→ **Selected text**
>>>

Jack White’s Raconteurs roadtrip
I can’t be the only person who found it odd that Brendan Benson was hand-picked by the White Stripes as one of the main opening acts on their big Get Behind Me Satan tour. Benson, like Meg and Jack White, is a Detroit native. But it’s hard — no, impossible — to imagine that he and the Whites were ever part of a tight-knit Motor City scene. Actually, it’s hard to imagine that there’s a real music scene in that oddly burned-out town. Ann Arbor? Maybe. But Detroit Rock City? My ass.
DOUBLES MATCH: “We’re really aiming toward that duality: the dual songwriting, the dual guitar leads, the harmonies, the dual vocals.”
There’s also an enormous stylistic chasm that separates Benson’s classic æsthetic, which is steeped in the tidy hooks, clean guitars, and lightly psychedelic undertones of Beatlesque power pop, from the Stripes’ raucous garage blooze. Benson signed directly to a major label (Virgin) for his debut, hooked up with Raspberries-pop master Jason Faulkner (of Jellyfish), and then had to re-record the whole damn thing at the label’s behest with a more alt-rock-oriented producer, Ethan James of Jane’s Addiction fame. The Stripes, meanwhile, went lo-fi DIY all the way, releasing their albums on the tiny garage-rock label Sympathy for the Record Industry until 2003, when, their audience having grown beyond Sympathy’s distribution capacity, a deal with the mini-major V2 was worked out.

<<<

→ **Task instructions**
- A) In the Raconteurs article, which major label released Brendan Benson's debut?
- B) Retype the Raconteurs article from "Jack White’s Raconteurs" to "City? My ass.".
- C) Extend the Raconteurs article past its final sentence.

→ **Material provided**
>>>

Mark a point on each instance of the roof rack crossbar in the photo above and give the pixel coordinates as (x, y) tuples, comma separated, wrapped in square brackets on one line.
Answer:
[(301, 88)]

<<<

→ **Expected results**
- A) Virgin

- B)
Jack White’s Raconteurs roadtrip
I can’t be the only person who found it odd that Brendan Benson was hand-picked by the White Stripes as one of the main opening acts on their big Get Behind Me Satan tour. Benson, like Meg and Jack White, is a Detroit native. But it’s hard — no, impossible — to imagine that he and the Whites were ever part of a tight-knit Motor City scene. Actually, it’s hard to imagine that there’s a real music scene in that oddly burned-out town. Ann Arbor? Maybe. But Detroit Rock City? My ass.

- C)
But the White Stripes weren’t just showing their own sympathy for what the record industry had done to Benson by bringing him along on tour. It turns out that White and Benson are long-time pals who’ve been writing songs and trading hooks for years. As White explains when I catch him and Benson on their cells during a tour-bus ride to Dallas, “We met in Detroit, where we both lived, and we shared a lot of the same musical sensibilities. Maybe we didn’t play the same type of music, but we both liked Dylan. I remember seeing him play ‘Isis’ one night. I was shocked that he remembered all of the words. I had covered that song too, so there were little things like that. You know, I think there’s a lot to talk about between musicians no matter what you’re into. It’s not like a banker talking to a construction worker or something. There’s always the art of songwriting.”
Talking turned to playing, and when White hooked up with the Rust Belt rhythm section of drummer Patrick Keeler and bassist Jack Lawrence (from another outfit who opened for the Stripes on the Satan tour, Cincinnati’s the Greenhornes), a band was born, the Raconteurs, who play the Orpheum this Friday. “I don’t think we ever really made a proclamation about this being a band,” Benson explains. “It was just that at some point during the making of what became our first album we started thinking, ‘This sounds pretty good. And maybe we should come up with names for some of these songs. And maybe we should even name this band.’ So it started with just the four of us getting together just to play, to jam together, which we’d talked about doing for years . . . since like 1998.”